Da es sich um ein Kunstprojekt handelt, das im Rahmen einer Ausstellung gezeigt wird, komme ich zu der entscheidenden Frage: Was zeigt ihr eigentlich?

Jakob Illera: Wir zeigen natürlich die Produktverpackung, also den Inhaler, die Produktwirkung anhand einer Pictochart, und das Ganze möglichst runtergebrochen auf eine sehr einfache, fast kindgerechte Art. Vertiefende Inhalte zeigen wir zusätzlich auf unserer Webseite. Mit dem Inhaler selbst arbeite ich als Produktdesigner in meinem täglichen Brotjob, aber alles Weitere ist ziemliches Neuland.

Lea Illera: Wichtig ist uns auch das Zeigen der vergrößerten Nanobots als etwas „Niedliches“ – damit stehen wir in einer gewissen Tradition, denkt man an Grippeviren als Stoffpuppen, die es schon gibt. Oder an ein Apothekenjournal, in dem Kinder den Körper spielerisch erklärt bekommen. Wir brauchen ja einen wenig abstrakten Zugang, weil man das was es ist, nicht als Roboter begreift. Man sieht sie ja nicht einmal. Die Nanobots sind unsere Helferlein, die dort hinkommen wo Menschen keinen Zugang haben.

Die Daten —
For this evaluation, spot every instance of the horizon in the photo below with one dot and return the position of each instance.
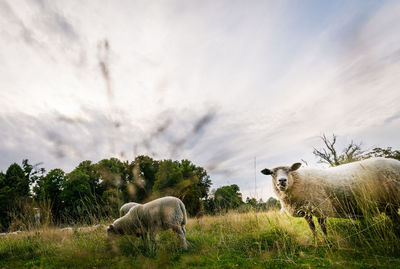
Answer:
(217, 83)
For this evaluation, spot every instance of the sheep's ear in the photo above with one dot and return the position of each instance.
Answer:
(295, 166)
(266, 171)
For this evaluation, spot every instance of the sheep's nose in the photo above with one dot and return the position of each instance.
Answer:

Was zu tun ist —
Schreib den ganzen Text über das Kunstprojekt Wort für Wort ab. Die Einträge braucht man hier nicht.

Ergebnis —
Da es sich um ein Kunstprojekt handelt, das im Rahmen einer Ausstellung gezeigt wird, komme ich zu der entscheidenden Frage: Was zeigt ihr eigentlich?

Jakob Illera: Wir zeigen natürlich die Produktverpackung, also den Inhaler, die Produktwirkung anhand einer Pictochart, und das Ganze möglichst runtergebrochen auf eine sehr einfache, fast kindgerechte Art. Vertiefende Inhalte zeigen wir zusätzlich auf unserer Webseite. Mit dem Inhaler selbst arbeite ich als Produktdesigner in meinem täglichen Brotjob, aber alles Weitere ist ziemliches Neuland.

Lea Illera: Wichtig ist uns auch das Zeigen der vergrößerten Nanobots als etwas „Niedliches“ – damit stehen wir in einer gewissen Tradition, denkt man an Grippeviren als Stoffpuppen, die es schon gibt. Oder an ein Apothekenjournal, in dem Kinder den Körper spielerisch erklärt bekommen. Wir brauchen ja einen wenig abstrakten Zugang, weil man das was es ist, nicht als Roboter begreift. Man sieht sie ja nicht einmal. Die Nanobots sind unsere Helferlein, die dort hinkommen wo Menschen keinen Zugang haben.